### TASK INSTRUCTIONS
(1) Answer these questions about the essay on time and aging:
(a) Which movie is the opening quoted line from?
(b) According to the saying in the essay, at what age do you have the face you deserve?
(c) Who, according to the essay, now play into their forties?
(2) Continue the essay on time and aging from where it stops, picking up after its last line about the tryout.

Start of GIVEN PASSAGE

Time tells, so why not make it good story?

“Go to sleep for twenty years and wake up and tell everyone how great you could have been.”

That’s a line from The Tender Bar.

It’s a good line, maybe the best in the movie.

The haunting part sinks in with time. Twenty years?

That used to sound so long.

It used to come with a gift, a gold watch, because your time was up.

Forty years? That’s long beard land, last breath before dying stuff.

Now pro athletes play into their forties.

And the rest of us adjust to the clock.

Face Time Tells

At 20 you have the face God gave you, at 40 you have the face that life has molded, and at 60 you have the face you deserve.

I this new for anyone?

I enjoy, maybe too much, seeing the faces of famous writers and thinkers with a cigarette.

There they are looking old and wise way too early after cartons and cartons of Phillip Morris Cammanders, Lucky Strikes – LSMFT, and Camel straights.

Though tobacco may have aged their faces for a mature advantage, looking sixty by age thirty-five, it also gave academics and their ilk a vocational advantage:

Smoking damaged their health so much that it was all they can do to get dressed and sit at a desk. Skipping showers just amplified their aura, aroma, something.

Let the writing and reading continue after another nice, stinking, cigarette whose smoke will drift all over you and onto anyone close enough.

That’s relaxing satisfaction at it’s finest. Cough, cough.

Take Another Twenty, But Make It Ten

No one is getting any younger around here.

If you’re a baby boomer who woke up after a twenty year nap and didn’t tell everyone how great you could have been, take another ten.

Don’t take twenty, because, you know, the waking up part.

Better yet, if you don’t have any greatness to regret, stay up and take some of mine.

Like The Time:

I had the biggest tryout of my sports life.

End of GIVEN PASSAGE
Start of DATASET CONTENT

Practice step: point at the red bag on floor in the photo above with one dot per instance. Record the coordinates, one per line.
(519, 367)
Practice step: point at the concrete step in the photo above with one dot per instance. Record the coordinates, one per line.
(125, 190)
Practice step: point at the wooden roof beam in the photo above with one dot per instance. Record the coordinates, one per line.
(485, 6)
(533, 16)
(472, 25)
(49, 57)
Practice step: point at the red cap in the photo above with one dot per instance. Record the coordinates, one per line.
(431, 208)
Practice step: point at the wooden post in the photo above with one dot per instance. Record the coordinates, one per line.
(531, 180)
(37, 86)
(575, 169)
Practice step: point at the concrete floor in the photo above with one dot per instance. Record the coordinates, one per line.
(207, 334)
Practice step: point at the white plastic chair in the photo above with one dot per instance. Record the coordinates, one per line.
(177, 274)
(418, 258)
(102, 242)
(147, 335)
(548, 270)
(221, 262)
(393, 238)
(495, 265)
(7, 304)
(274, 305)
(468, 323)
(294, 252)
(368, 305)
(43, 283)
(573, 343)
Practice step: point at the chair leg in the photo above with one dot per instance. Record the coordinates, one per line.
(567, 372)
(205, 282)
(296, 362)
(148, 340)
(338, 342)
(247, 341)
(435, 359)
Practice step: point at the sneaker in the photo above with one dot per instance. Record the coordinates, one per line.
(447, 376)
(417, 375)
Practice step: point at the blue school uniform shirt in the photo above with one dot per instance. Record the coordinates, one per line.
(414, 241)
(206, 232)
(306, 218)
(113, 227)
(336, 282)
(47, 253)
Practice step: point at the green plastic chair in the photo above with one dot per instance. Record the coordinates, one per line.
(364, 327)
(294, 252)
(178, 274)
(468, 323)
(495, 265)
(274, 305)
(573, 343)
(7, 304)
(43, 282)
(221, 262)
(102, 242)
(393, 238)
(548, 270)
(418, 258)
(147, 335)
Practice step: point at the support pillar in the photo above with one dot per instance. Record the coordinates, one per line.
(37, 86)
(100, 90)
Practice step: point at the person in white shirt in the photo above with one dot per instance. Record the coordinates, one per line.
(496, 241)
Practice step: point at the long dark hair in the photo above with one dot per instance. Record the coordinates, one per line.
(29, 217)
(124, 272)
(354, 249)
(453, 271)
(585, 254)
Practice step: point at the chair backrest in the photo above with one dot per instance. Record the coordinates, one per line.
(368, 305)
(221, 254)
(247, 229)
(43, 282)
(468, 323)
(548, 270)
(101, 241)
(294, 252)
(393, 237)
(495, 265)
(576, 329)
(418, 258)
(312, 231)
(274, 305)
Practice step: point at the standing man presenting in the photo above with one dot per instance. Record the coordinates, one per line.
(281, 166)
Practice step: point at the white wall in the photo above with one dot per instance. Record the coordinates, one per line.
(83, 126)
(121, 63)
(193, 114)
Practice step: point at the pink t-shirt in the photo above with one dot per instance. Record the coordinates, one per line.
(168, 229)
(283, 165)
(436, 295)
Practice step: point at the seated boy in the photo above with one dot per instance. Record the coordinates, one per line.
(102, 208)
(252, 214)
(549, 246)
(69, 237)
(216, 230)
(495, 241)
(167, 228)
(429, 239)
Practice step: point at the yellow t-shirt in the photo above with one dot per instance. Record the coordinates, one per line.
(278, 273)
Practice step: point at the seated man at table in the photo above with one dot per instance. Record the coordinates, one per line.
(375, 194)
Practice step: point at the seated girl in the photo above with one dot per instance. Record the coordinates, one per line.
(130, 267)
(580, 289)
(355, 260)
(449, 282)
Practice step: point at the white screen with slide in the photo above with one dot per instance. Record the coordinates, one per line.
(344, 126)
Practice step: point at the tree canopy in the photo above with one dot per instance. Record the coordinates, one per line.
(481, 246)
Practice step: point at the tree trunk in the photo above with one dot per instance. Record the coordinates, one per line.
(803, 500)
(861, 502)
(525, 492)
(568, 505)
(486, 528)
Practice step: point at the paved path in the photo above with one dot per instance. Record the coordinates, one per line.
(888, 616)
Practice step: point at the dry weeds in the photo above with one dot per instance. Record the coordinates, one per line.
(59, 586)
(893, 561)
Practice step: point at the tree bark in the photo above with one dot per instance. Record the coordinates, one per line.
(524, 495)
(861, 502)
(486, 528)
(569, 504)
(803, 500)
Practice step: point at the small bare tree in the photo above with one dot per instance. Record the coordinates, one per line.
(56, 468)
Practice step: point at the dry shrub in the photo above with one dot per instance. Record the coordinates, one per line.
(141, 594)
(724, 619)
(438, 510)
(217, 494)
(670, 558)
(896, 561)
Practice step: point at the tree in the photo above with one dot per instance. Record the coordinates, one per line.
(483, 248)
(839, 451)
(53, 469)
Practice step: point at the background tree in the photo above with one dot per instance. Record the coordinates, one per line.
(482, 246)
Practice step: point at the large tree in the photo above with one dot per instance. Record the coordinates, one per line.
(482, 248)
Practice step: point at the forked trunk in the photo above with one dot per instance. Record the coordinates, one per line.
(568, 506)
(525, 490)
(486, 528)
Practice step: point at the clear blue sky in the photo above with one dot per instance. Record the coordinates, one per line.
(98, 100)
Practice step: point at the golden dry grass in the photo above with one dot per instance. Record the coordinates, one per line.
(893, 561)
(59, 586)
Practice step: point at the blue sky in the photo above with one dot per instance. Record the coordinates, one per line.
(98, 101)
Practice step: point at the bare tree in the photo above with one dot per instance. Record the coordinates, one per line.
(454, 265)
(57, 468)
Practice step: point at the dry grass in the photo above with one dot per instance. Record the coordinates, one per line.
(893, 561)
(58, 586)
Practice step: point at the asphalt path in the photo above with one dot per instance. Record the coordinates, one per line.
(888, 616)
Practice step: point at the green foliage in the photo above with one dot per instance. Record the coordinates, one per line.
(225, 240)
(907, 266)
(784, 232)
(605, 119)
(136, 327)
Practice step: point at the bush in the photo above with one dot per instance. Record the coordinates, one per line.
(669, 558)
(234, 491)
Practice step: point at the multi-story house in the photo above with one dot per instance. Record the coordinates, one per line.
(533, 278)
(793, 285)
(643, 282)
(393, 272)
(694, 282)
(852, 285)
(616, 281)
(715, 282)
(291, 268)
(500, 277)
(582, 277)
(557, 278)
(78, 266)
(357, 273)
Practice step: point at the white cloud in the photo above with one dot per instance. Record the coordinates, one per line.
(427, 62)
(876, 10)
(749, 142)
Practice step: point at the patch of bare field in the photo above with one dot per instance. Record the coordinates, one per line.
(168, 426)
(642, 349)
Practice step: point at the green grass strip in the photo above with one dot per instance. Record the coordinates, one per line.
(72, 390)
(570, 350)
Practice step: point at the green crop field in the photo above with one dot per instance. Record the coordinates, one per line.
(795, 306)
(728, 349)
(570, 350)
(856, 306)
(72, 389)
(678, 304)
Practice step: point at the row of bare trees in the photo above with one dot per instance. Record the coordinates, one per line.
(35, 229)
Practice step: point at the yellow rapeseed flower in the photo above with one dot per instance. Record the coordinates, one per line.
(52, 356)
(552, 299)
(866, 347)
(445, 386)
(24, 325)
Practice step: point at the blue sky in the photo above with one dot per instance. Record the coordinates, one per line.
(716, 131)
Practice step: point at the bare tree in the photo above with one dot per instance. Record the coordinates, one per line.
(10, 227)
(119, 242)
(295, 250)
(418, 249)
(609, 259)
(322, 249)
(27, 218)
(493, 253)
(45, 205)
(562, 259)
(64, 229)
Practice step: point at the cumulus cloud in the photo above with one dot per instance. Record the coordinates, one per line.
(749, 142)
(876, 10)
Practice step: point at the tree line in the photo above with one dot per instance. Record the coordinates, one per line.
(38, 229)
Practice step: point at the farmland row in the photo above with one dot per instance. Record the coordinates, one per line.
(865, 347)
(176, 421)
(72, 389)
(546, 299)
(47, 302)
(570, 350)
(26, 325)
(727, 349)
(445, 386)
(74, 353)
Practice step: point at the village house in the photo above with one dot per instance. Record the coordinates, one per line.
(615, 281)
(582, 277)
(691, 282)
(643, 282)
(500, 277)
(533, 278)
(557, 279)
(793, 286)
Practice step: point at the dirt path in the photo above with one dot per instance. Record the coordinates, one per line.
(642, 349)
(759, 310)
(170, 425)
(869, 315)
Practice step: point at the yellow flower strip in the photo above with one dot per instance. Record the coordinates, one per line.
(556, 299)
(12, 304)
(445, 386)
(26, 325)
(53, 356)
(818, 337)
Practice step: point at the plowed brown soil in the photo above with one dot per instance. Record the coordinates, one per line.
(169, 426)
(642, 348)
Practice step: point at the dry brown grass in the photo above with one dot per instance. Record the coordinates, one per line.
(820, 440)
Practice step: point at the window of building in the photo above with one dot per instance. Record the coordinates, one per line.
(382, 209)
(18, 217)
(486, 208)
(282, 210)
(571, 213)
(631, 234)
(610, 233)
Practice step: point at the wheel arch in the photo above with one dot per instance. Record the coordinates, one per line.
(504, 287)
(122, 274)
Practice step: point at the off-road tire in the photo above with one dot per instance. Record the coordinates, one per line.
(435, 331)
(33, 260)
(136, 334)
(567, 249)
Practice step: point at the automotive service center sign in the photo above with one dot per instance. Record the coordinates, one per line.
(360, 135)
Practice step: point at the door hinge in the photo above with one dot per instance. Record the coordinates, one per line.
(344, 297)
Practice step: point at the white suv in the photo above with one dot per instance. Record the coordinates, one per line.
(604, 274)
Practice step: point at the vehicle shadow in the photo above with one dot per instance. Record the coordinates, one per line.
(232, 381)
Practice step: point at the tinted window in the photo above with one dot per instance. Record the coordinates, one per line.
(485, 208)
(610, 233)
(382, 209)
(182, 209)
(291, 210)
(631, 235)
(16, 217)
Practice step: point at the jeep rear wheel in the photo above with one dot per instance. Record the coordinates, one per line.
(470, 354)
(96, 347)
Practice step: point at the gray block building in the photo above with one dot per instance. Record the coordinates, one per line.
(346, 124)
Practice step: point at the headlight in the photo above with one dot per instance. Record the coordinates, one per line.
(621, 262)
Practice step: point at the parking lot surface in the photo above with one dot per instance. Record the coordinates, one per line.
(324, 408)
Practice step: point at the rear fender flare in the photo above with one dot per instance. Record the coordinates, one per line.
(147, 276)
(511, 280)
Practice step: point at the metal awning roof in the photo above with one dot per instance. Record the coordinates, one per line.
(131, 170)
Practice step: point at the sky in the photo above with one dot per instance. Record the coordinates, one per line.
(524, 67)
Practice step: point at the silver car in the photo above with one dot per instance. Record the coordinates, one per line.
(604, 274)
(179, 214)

End of DATASET CONTENT

### ANSWERS PER TASK
(1)
(a) The Tender Bar
(b) At 60
(c) Pro athletes

(2)
The night before, I went out with guys who had friends trying out, too.

Things got out of hand, I failed my tryout.

I coulda been a contender.

Time Tells It All

Or the time:

I resisted running Hood to Coast for three years.

At age forty-nine I caved and trained.

For my effort, the team gave me the final leg of the race, the homestretch the finish line.

This was the third of three race legs after riding in a van with four teenaged boys and another dad all night long. ‘All night’ is no exaggeration. It’s an all-nighter kind of event.

I turned the corner in Seaside, hit the sand. I could see the finish line a ways up.

Then the cheering started. I was alone with the cheering crowd and loved it.

In that moment I was Frank Shorter, I was Bill Rodgers having a Steve Prefontaine moment.

I grew suspicious when the crowd noise grew louder, which never happens for the runners barely finishing. It’s usually a quiet cheer, but this one kept building.

That’s when I looked back to see some kid having the kick from hell. He was going to beat someone that day, and it looked like I’d be it.

I kicked, he kicked, we all kicked. He crossed in front of me, barely.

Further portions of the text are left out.